• YOUR GOAL:
Where a line of the data holds the word "baby", copy that line.

• INPUT MATERIAL:

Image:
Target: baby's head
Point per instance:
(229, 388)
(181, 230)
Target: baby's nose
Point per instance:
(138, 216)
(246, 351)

• TASK SOLUTION:
Target: baby's head
Target: baby's nose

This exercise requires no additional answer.